[Exercise input — start]
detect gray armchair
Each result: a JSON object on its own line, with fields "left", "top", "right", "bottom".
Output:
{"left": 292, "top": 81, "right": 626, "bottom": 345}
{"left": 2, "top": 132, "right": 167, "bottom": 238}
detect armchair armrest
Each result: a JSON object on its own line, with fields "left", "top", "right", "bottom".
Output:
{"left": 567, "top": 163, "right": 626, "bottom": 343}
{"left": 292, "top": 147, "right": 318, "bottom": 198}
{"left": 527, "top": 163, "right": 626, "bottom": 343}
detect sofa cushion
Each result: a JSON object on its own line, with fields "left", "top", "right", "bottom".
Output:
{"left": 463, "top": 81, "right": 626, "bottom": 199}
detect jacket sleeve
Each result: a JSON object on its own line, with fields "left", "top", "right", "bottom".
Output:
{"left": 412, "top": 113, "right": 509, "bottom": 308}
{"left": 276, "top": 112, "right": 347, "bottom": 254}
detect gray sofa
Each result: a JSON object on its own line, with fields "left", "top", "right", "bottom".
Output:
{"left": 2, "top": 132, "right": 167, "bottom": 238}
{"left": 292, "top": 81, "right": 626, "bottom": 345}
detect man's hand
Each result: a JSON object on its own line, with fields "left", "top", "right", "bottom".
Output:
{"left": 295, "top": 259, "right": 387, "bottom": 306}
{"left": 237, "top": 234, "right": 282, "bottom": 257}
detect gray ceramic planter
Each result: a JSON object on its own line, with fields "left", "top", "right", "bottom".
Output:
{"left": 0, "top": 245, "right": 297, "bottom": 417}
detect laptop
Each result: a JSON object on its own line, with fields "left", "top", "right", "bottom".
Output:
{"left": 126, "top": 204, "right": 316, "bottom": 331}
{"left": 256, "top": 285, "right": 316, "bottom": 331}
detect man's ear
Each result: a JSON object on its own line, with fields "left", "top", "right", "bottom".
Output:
[Exercise input — finish]
- **Task description**: From the entries, give the number of lines where the string "gray" is found, and nothing else.

- **The answer**: 3